▶ [Problem] Reproduce the items below word for word, keeping every line as it stands.

▶ [Items]
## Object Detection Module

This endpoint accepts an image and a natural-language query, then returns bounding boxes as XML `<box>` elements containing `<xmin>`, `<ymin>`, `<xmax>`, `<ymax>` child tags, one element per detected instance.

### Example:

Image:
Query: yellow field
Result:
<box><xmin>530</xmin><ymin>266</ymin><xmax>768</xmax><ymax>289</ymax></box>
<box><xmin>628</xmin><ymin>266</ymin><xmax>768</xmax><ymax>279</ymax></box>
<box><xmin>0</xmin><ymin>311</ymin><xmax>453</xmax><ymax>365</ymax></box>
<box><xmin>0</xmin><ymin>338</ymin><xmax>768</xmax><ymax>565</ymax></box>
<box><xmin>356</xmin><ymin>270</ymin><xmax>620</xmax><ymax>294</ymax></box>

▶ [Right answer]
## Object Detection Module

This endpoint accepts an image and a natural-language query, then returns bounding boxes as XML `<box>` elements containing `<xmin>`, `<ymin>`, `<xmax>`, `<ymax>` child tags, one element per detected instance.

### Example:

Image:
Query: yellow field
Result:
<box><xmin>530</xmin><ymin>266</ymin><xmax>768</xmax><ymax>289</ymax></box>
<box><xmin>628</xmin><ymin>266</ymin><xmax>768</xmax><ymax>279</ymax></box>
<box><xmin>0</xmin><ymin>311</ymin><xmax>453</xmax><ymax>365</ymax></box>
<box><xmin>0</xmin><ymin>338</ymin><xmax>768</xmax><ymax>565</ymax></box>
<box><xmin>356</xmin><ymin>270</ymin><xmax>620</xmax><ymax>294</ymax></box>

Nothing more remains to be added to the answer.